▸ **Task prompt**: Please copy out the lines starting at the one containing "Find the birch" and ending at the one containing "233L34 312L40 326L42", substituting "object" for "instance" and leaving everything else unchanged.

▸ **Task data**:
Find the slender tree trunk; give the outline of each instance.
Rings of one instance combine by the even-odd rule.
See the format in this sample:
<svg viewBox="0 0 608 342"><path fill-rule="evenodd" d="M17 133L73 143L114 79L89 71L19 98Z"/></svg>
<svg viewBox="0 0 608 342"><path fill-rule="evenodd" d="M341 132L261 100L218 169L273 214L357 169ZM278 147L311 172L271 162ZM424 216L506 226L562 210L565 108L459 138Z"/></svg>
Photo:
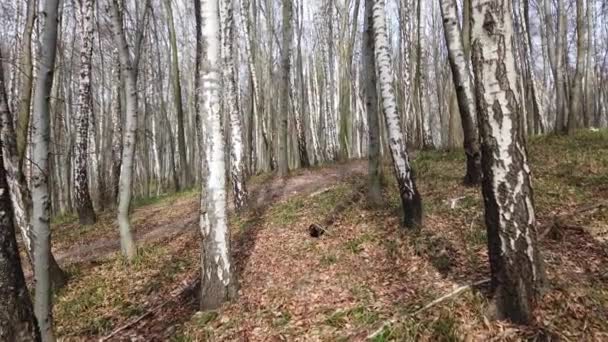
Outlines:
<svg viewBox="0 0 608 342"><path fill-rule="evenodd" d="M222 0L224 6L222 24L225 31L226 41L224 48L226 51L224 63L224 73L228 82L224 84L226 94L226 105L230 120L230 176L232 180L232 193L234 195L234 207L237 210L247 205L247 186L245 184L245 149L243 148L243 128L241 125L241 115L237 101L237 81L234 67L234 37L233 37L233 2L232 0Z"/></svg>
<svg viewBox="0 0 608 342"><path fill-rule="evenodd" d="M380 123L378 120L378 94L376 93L373 14L371 1L366 0L361 48L363 56L362 73L365 84L365 110L367 112L369 134L367 199L372 207L379 207L382 205L382 168L380 165Z"/></svg>
<svg viewBox="0 0 608 342"><path fill-rule="evenodd" d="M570 98L570 116L568 133L581 127L581 119L585 116L583 103L583 82L586 74L588 53L587 38L587 1L576 0L576 73Z"/></svg>
<svg viewBox="0 0 608 342"><path fill-rule="evenodd" d="M359 1L359 0L357 0ZM296 117L296 130L298 133L298 151L299 151L299 156L300 156L300 166L307 168L310 166L310 158L308 157L308 146L306 143L306 126L305 126L305 122L306 122L306 114L310 115L310 113L308 112L309 110L309 106L307 106L308 104L308 99L307 97L304 95L305 94L305 86L304 86L304 65L303 65L303 58L302 58L302 35L304 33L304 2L303 0L300 1L298 3L298 15L297 15L297 27L298 27L298 41L297 41L297 77L299 80L299 86L300 86L300 99L302 101L302 106L300 107L300 111L298 113L295 113L295 117ZM358 6L358 5L357 5ZM351 63L352 64L352 63ZM294 84L295 87L295 84ZM291 88L290 88L291 89ZM296 99L294 99L294 101L296 101Z"/></svg>
<svg viewBox="0 0 608 342"><path fill-rule="evenodd" d="M206 114L203 186L200 229L201 308L216 309L236 296L236 281L230 257L230 231L226 214L226 163L222 132L219 80L221 79L219 0L205 0L202 6L203 39L207 67L203 70L203 113ZM207 174L208 172L208 174Z"/></svg>
<svg viewBox="0 0 608 342"><path fill-rule="evenodd" d="M57 51L58 0L47 0L40 13L44 30L40 40L39 73L34 98L32 161L32 227L34 232L34 277L36 318L42 340L55 340L53 333L50 262L51 231L49 197L49 99L53 87L53 73Z"/></svg>
<svg viewBox="0 0 608 342"><path fill-rule="evenodd" d="M555 66L555 88L556 88L556 122L555 122L555 131L558 133L562 133L567 129L567 120L568 115L566 113L566 104L567 101L565 99L566 93L566 64L565 64L565 54L567 54L566 46L564 44L564 36L566 35L566 9L564 6L564 0L557 0L558 3L558 24L557 24L557 36L556 40L556 48L555 48L555 58L556 58L556 66Z"/></svg>
<svg viewBox="0 0 608 342"><path fill-rule="evenodd" d="M184 133L184 106L182 103L182 84L180 80L179 59L177 56L177 34L175 33L175 23L173 20L173 10L171 0L165 0L167 9L167 26L169 27L169 41L171 43L171 80L173 85L173 100L175 112L177 114L177 148L179 154L179 167L181 184L185 187L190 186L191 176L188 168L188 158L186 158L186 138ZM179 190L179 189L177 189Z"/></svg>
<svg viewBox="0 0 608 342"><path fill-rule="evenodd" d="M120 76L120 59L118 49L115 49L112 56L112 162L111 162L111 182L110 182L110 205L114 207L118 204L118 188L120 182L120 166L122 164L122 77Z"/></svg>
<svg viewBox="0 0 608 342"><path fill-rule="evenodd" d="M2 55L0 51L0 60ZM34 309L30 299L30 293L25 284L25 278L21 268L21 259L15 238L15 227L13 225L13 208L11 196L21 195L20 191L8 184L7 171L4 168L4 160L11 162L11 159L18 160L16 154L15 133L11 130L12 156L6 156L8 150L4 143L7 137L5 125L10 121L12 128L12 115L6 96L4 86L4 73L0 68L0 122L2 128L0 145L0 340L2 341L39 341L40 332L38 330ZM13 165L17 169L16 165ZM13 194L15 192L15 194ZM22 202L20 202L22 203ZM25 211L25 208L21 208ZM17 215L15 215L17 217ZM27 223L22 222L20 227L24 236L26 249L31 248L29 231L23 228L28 227ZM31 251L28 254L31 256Z"/></svg>
<svg viewBox="0 0 608 342"><path fill-rule="evenodd" d="M291 45L293 42L293 2L283 0L283 42L281 46L281 108L279 110L279 176L289 173L287 159L287 119L289 117L289 82L291 70Z"/></svg>
<svg viewBox="0 0 608 342"><path fill-rule="evenodd" d="M10 189L14 224L19 228L28 260L32 265L32 269L34 269L34 249L32 243L33 227L31 221L32 196L22 169L23 164L20 164L17 142L15 139L16 133L13 125L13 115L8 106L8 101L6 100L6 92L3 84L0 84L0 92L0 101L4 101L0 104L2 154L4 155L4 168ZM49 264L51 282L55 289L59 289L66 284L67 277L57 264L52 253L49 256Z"/></svg>
<svg viewBox="0 0 608 342"><path fill-rule="evenodd" d="M91 225L96 221L91 195L89 194L89 118L91 105L91 59L93 56L93 0L80 0L80 85L78 111L76 112L76 149L74 156L74 190L76 210L80 224Z"/></svg>
<svg viewBox="0 0 608 342"><path fill-rule="evenodd" d="M371 1L366 0L365 5L366 7L371 6ZM366 11L368 10L366 9ZM393 158L393 168L403 206L404 224L409 228L417 228L422 224L422 201L416 188L414 172L405 145L405 134L401 128L400 115L395 101L384 0L374 0L372 11L374 56L379 75L381 106L386 120L388 146ZM406 97L410 95L407 93Z"/></svg>
<svg viewBox="0 0 608 342"><path fill-rule="evenodd" d="M513 4L473 0L473 69L482 137L483 198L499 318L532 321L544 279L530 169L519 119L522 96Z"/></svg>
<svg viewBox="0 0 608 342"><path fill-rule="evenodd" d="M30 128L30 107L32 104L32 82L34 79L32 63L32 32L37 12L37 1L28 0L26 24L23 30L23 48L21 50L21 101L17 117L17 153L19 154L19 167L23 167L27 147L27 136Z"/></svg>
<svg viewBox="0 0 608 342"><path fill-rule="evenodd" d="M475 95L473 94L469 63L468 59L465 58L460 25L458 24L456 0L442 0L441 14L443 16L443 30L448 46L450 67L458 98L460 119L464 131L464 151L467 157L467 171L464 176L464 183L475 185L481 182L481 153L479 151L477 127L475 125L477 111L475 110Z"/></svg>
<svg viewBox="0 0 608 342"><path fill-rule="evenodd" d="M112 30L114 44L118 48L121 72L124 76L126 96L126 120L123 137L122 162L118 194L118 226L120 231L120 246L123 255L131 261L137 254L137 248L129 223L129 206L131 204L131 185L133 179L133 161L137 138L137 75L133 69L129 46L122 26L119 0L112 0Z"/></svg>

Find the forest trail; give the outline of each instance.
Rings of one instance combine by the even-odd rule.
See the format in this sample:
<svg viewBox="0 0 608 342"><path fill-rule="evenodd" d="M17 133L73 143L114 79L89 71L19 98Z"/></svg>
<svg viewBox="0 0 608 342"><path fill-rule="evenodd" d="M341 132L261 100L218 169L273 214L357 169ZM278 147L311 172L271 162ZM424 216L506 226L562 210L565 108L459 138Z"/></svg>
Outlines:
<svg viewBox="0 0 608 342"><path fill-rule="evenodd" d="M348 164L334 165L309 170L298 170L291 177L271 178L253 183L250 188L250 206L262 208L270 203L277 203L296 195L310 194L334 186L338 182L352 177L363 176L366 171L364 161L353 161ZM173 239L188 230L198 229L198 196L176 198L169 205L161 202L137 208L133 211L134 238L138 245ZM234 206L229 204L232 212ZM113 213L103 214L100 221L112 221ZM76 226L65 226L62 229L76 230ZM73 263L91 262L107 257L120 249L116 229L109 231L109 236L96 236L91 240L55 251L57 261L62 267Z"/></svg>
<svg viewBox="0 0 608 342"><path fill-rule="evenodd" d="M73 277L57 295L57 333L67 341L363 341L390 322L374 341L605 340L608 209L596 204L608 200L608 139L543 137L530 151L541 233L552 227L541 241L550 284L543 320L530 327L488 320L484 286L418 312L489 275L482 200L461 185L464 158L456 151L420 152L414 161L425 205L420 232L400 228L392 178L384 207L348 202L365 182L365 161L286 180L254 177L257 200L230 219L239 296L217 311L198 312L196 193L139 207L134 227L152 237L140 240L134 263L113 252L67 266ZM349 205L329 233L311 237L309 225L340 203ZM59 251L115 230L102 220L75 237L69 226L56 227Z"/></svg>

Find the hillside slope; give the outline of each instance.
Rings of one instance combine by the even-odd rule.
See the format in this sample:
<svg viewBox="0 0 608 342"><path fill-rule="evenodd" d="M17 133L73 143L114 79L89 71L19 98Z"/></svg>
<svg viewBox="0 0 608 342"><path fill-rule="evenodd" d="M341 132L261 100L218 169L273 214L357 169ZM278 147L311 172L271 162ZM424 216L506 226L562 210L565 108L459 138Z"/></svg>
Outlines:
<svg viewBox="0 0 608 342"><path fill-rule="evenodd" d="M464 159L456 151L417 155L425 221L415 233L399 227L389 168L381 209L360 200L363 161L297 171L286 181L254 179L256 204L231 218L239 298L217 312L196 309L195 193L135 210L140 256L132 265L111 247L86 252L116 239L109 214L87 230L57 225L57 255L72 276L56 296L58 335L86 340L114 332L110 340L142 341L365 340L374 332L376 341L608 339L608 134L536 138L530 158L549 278L532 327L489 320L484 285L419 311L489 276L479 190L460 184ZM328 232L311 237L309 226L327 218L334 221Z"/></svg>

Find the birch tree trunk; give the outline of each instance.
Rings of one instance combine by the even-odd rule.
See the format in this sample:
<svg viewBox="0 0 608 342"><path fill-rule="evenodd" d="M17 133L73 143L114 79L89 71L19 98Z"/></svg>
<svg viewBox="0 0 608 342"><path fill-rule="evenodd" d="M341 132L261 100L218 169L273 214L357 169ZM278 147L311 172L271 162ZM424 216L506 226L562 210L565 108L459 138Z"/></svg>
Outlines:
<svg viewBox="0 0 608 342"><path fill-rule="evenodd" d="M460 120L464 131L464 151L467 157L464 183L475 185L481 182L481 153L479 151L477 127L475 127L477 111L475 110L475 95L473 94L469 62L465 58L458 23L456 0L442 0L441 15L443 16L443 31L448 46L452 77L456 87Z"/></svg>
<svg viewBox="0 0 608 342"><path fill-rule="evenodd" d="M372 1L366 0L363 18L362 76L365 87L365 110L368 124L368 192L367 200L372 207L382 204L382 168L380 165L380 123L378 120L378 94L376 93L376 61L374 58L374 28Z"/></svg>
<svg viewBox="0 0 608 342"><path fill-rule="evenodd" d="M34 233L34 312L40 326L42 341L55 340L51 300L50 263L50 196L49 196L49 99L53 87L57 51L58 0L47 0L40 17L44 29L40 39L39 73L36 81L32 119L32 227Z"/></svg>
<svg viewBox="0 0 608 342"><path fill-rule="evenodd" d="M530 36L530 31L528 30L527 17L526 13L528 13L528 4L526 2L526 6L524 7L524 0L519 0L519 7L515 9L519 11L518 17L520 32L525 37L521 41L523 42L524 48L524 66L526 67L526 74L528 76L529 84L527 84L527 88L531 92L532 97L532 115L534 118L535 127L533 131L540 132L544 130L544 106L541 101L540 87L538 86L538 80L536 78L536 73L534 72L534 60L532 59L532 38ZM532 129L532 127L530 127Z"/></svg>
<svg viewBox="0 0 608 342"><path fill-rule="evenodd" d="M122 161L120 168L120 181L118 189L118 227L120 232L120 246L123 255L131 261L137 254L137 248L131 226L129 223L129 207L131 204L131 184L133 179L133 161L135 158L135 143L137 138L137 79L133 69L129 46L125 37L122 16L120 14L120 0L112 0L112 33L114 44L118 48L121 72L124 76L126 96L126 120L123 136Z"/></svg>
<svg viewBox="0 0 608 342"><path fill-rule="evenodd" d="M0 51L0 60L2 55ZM0 145L0 340L2 341L39 341L40 333L34 317L34 309L25 284L25 278L21 267L21 259L15 238L15 227L13 226L13 208L11 198L15 189L8 184L7 172L4 168L6 156L5 124L11 119L9 112L6 88L4 86L4 73L0 68L0 121L2 122L2 137ZM12 131L13 158L18 159L14 130ZM7 156L6 159L10 160ZM16 192L20 195L21 192ZM22 210L25 210L22 208ZM27 223L21 222L23 242L26 249L31 249L29 232L24 231ZM31 258L31 251L27 251Z"/></svg>
<svg viewBox="0 0 608 342"><path fill-rule="evenodd" d="M513 7L473 0L473 69L481 133L485 221L500 319L532 321L544 279L530 168L520 126Z"/></svg>
<svg viewBox="0 0 608 342"><path fill-rule="evenodd" d="M15 138L16 133L13 124L14 119L8 105L6 88L4 87L3 80L0 79L0 81L2 81L0 82L0 135L2 140L2 154L4 156L4 169L8 187L10 189L14 224L21 233L28 260L32 265L32 269L34 269L34 249L32 244L33 228L31 221L32 196L23 172L23 164L20 164L21 160L19 159L17 141ZM66 275L57 264L52 253L49 256L49 264L52 284L55 289L59 289L65 285L67 281Z"/></svg>
<svg viewBox="0 0 608 342"><path fill-rule="evenodd" d="M371 6L371 1L366 0L365 5ZM404 224L409 228L417 228L422 224L422 200L416 188L414 172L405 145L406 135L401 128L400 115L395 101L384 0L374 0L372 11L374 57L379 76L381 106L388 130L388 147L393 158L393 168L399 186ZM408 93L405 96L407 98L410 95Z"/></svg>
<svg viewBox="0 0 608 342"><path fill-rule="evenodd" d="M584 117L583 81L586 74L586 61L589 41L587 38L587 1L576 0L576 74L572 85L570 98L570 116L568 119L568 133L581 127Z"/></svg>
<svg viewBox="0 0 608 342"><path fill-rule="evenodd" d="M169 27L169 42L171 43L171 70L173 85L173 100L175 103L175 113L177 114L177 148L179 154L179 167L181 184L189 187L191 182L190 169L188 168L188 158L186 157L186 138L184 133L184 105L182 103L182 83L180 79L179 59L177 55L177 34L175 33L175 22L173 20L173 10L171 0L165 0L167 9L167 26ZM179 191L179 189L176 189Z"/></svg>
<svg viewBox="0 0 608 342"><path fill-rule="evenodd" d="M89 118L91 105L91 58L93 56L93 0L80 0L80 84L76 112L76 148L74 156L74 191L80 224L96 221L89 193Z"/></svg>
<svg viewBox="0 0 608 342"><path fill-rule="evenodd" d="M203 162L202 193L206 206L201 206L201 308L216 309L224 301L236 296L236 282L232 274L230 232L226 214L226 163L224 134L220 115L220 22L219 0L203 0L203 40L207 63L202 75L203 113L206 114L203 143L207 150ZM205 198L202 198L204 200Z"/></svg>
<svg viewBox="0 0 608 342"><path fill-rule="evenodd" d="M357 0L359 1L359 0ZM297 26L297 35L298 35L298 40L297 40L297 71L294 73L296 74L298 80L299 80L299 90L300 90L300 98L302 101L302 106L299 107L299 111L297 113L294 113L295 115L295 121L296 121L296 131L298 134L298 152L299 152L299 157L300 157L300 166L307 168L310 166L310 158L308 157L308 147L307 147L307 143L306 143L306 114L310 115L310 113L308 113L309 110L309 106L307 106L308 103L308 99L305 96L305 86L304 86L304 65L303 65L303 57L302 57L302 35L304 34L304 2L303 0L300 1L298 3L298 11L297 11L297 15L296 15L296 26ZM293 87L290 89L295 88L295 83L293 84ZM296 101L296 99L294 99L294 101Z"/></svg>
<svg viewBox="0 0 608 342"><path fill-rule="evenodd" d="M122 164L122 78L120 77L120 58L118 49L112 54L112 158L111 158L111 181L110 181L110 204L118 204L118 183L120 182L120 165Z"/></svg>
<svg viewBox="0 0 608 342"><path fill-rule="evenodd" d="M279 109L278 166L279 176L289 173L287 159L287 119L289 117L289 75L291 70L291 45L293 42L293 2L283 0L283 41L281 44L281 108Z"/></svg>
<svg viewBox="0 0 608 342"><path fill-rule="evenodd" d="M19 167L23 167L27 147L27 136L30 127L30 107L32 104L32 83L34 79L32 63L32 32L37 12L37 1L28 0L26 24L23 30L23 48L21 51L21 101L17 118L17 153L19 154Z"/></svg>
<svg viewBox="0 0 608 342"><path fill-rule="evenodd" d="M224 73L227 84L225 86L226 105L230 120L230 176L232 180L232 194L234 196L234 207L237 210L247 205L247 186L245 185L245 149L243 146L243 128L241 115L237 101L237 81L234 66L234 37L233 37L233 2L232 0L221 0L224 6L222 24L225 30L226 51Z"/></svg>
<svg viewBox="0 0 608 342"><path fill-rule="evenodd" d="M568 115L566 113L566 64L565 64L565 52L567 50L564 44L564 36L566 35L566 9L564 6L564 0L557 0L558 3L558 24L557 24L557 36L555 37L556 48L555 48L555 99L556 99L556 122L555 122L555 131L558 133L562 133L567 129L567 120Z"/></svg>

▸ **Final result**:
Find the birch tree trunk; give the outline of each object.
Rings of one object combine by the even-odd rule.
See the format in this sample:
<svg viewBox="0 0 608 342"><path fill-rule="evenodd" d="M17 133L73 143L114 79L89 71L19 98Z"/></svg>
<svg viewBox="0 0 608 342"><path fill-rule="evenodd" d="M341 132L261 100L218 169L273 214L357 169ZM278 147L311 172L271 162ZM424 216L506 226L562 210L565 108L459 138Z"/></svg>
Outlines:
<svg viewBox="0 0 608 342"><path fill-rule="evenodd" d="M460 120L464 131L464 151L467 157L464 183L475 185L481 182L481 153L479 151L477 127L475 127L477 111L475 110L475 95L473 94L469 62L465 58L458 23L456 0L442 0L441 15L443 16L443 31L448 46L452 77L456 87Z"/></svg>
<svg viewBox="0 0 608 342"><path fill-rule="evenodd" d="M372 1L366 0L363 18L362 76L365 87L365 110L368 124L368 192L367 200L372 207L382 204L382 168L380 165L380 123L378 120L378 94L376 93L376 61L374 58L374 28Z"/></svg>
<svg viewBox="0 0 608 342"><path fill-rule="evenodd" d="M34 233L34 312L40 326L42 341L55 340L51 300L50 263L50 196L49 196L49 99L53 87L57 51L58 0L47 0L40 17L44 29L40 39L39 73L36 81L32 119L32 227Z"/></svg>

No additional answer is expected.